How NFV Is Changing The Landscape Of Telecommunications

Companies Brave Enough To Make The Change Reap The Rewards

by Massimo Fatato 

Not since the introduction of IP (Internet Protocol) has the The Landscape of Telecommunications (TLC) industry seen so many radical changes at the same time. The most relevant market dynamics for a carrier today include NFV, “cloudification” of TLC services and OTTs. These dynamics are leading to a progressive blend between the classical world of telecommunications and the modern IT world.

  • The advent of the Network Function Virtualization (NFV) promises to transform complex and expensive dedicated machines into simple, agile, effective network systems.
  • The “cloudification” of TLC services, which is moving data and functions from the inside of corporate IT systems to the outside, allows enterprises to take advantage of the resources made available by service providers (SP), with operational and economic benefits for the enterprise itself.
  • The advent of “Over The Top” (OTT) which, according to the definition, are Service Providers (SP) that leverage the extensive connectivity resources provided by the carriers to offer integrated services. The most popular today are Google and Amazon, which exploit the enormous storage capacity that support from their core business to provide server and storage services and then cloud businesses to third parties. The most obvious and direct consequence of all this for the carriers is that while the OTT receive the benefits in form of profits, carriers remain with the infrastructural complexity to manage and with the substantial costs associated with it.


For the sake of this article, let’s focus on NFV. We’ll examine:

  • How NFV transformation is not clear, and in fact there is no one size fits all
  • A huge opportunity for consultants and system integrators who can select or design a future-proof transformation methodology.
  • A threat for the telcos who are confronted with, amongst many others, a major operational, organizational and financial challenge.
  • A new variable, learning, which is the (partial) adoption of the open source approach.

Given task 1 – Return each line of the entries that contains the string "left", treating uppercase and lowercase as different.
Given task 2 – Write what comes next in the article on NFV and telecommunications, picking up after its final sentence.

Data provided –

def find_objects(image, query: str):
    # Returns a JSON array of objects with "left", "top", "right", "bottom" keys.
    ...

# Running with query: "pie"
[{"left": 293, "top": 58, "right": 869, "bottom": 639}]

Final result 1 –
    # Returns a JSON array of objects with "left", "top", "right", "bottom" keys.
[{"left": 293, "top": 58, "right": 869, "bottom": 639}]

Final result 2 –
Network Function Visualization (NFV) Transforms Business Today

NFV, as a term, was first coined more than three years ago and in that short time, has become a reality that is not going anywhere anytime soon. Indeed, after the first testing phases and proofs of concept, carriers have established that transforming a classic network function (such as Home Location Register – HLR) in a virtual operation is technically feasible and there are already dozens of companies of all sizes that are able to do so. In fact, it is now widely agreed upon that virtual and physical will live together for the foreseeable future. It is clear that NFV is acting as a catalyst to bring the telecom and IT world together.

So, why is NFV not taking off as many expected?

The reason lies in a number of challenges associated to the virtualization for the telecom world.

Challenges For The Carriers

Regardless of the underlying infrastructure to support their services, the greatest challenge for carriers remains the inability to provide their enterprise customers with integrated communications services, not only connectivity, in a way that is both fast and flexible. Even today, the product management phase of a communications service easily extends for 6-9 months.

History has proven that anytime there a new service is introduced, a comprehensive set of systems and management capabilities were dedicated to it. This reesulted in a proliferation of systems that hardly communicate with each other, presenting a fractured view of the service. As a consequence, significant manual and procedural interventions are required, making the service management costly and inefficient. Adding to the confusion is the complexity of operation and organization related to the potential transformation dictated by the advent of NFV.

It is clear that if the OTT are able to do service provisioning in a matter of hours, carriers have a serious problem.

However, carriers’ intimate knowledge of the customer’s historical data and the physical connectivity that could ensure the carrier to learn about their customers’ behavior, gives them a competitive advantage which, however, has yet to be adequately exploited.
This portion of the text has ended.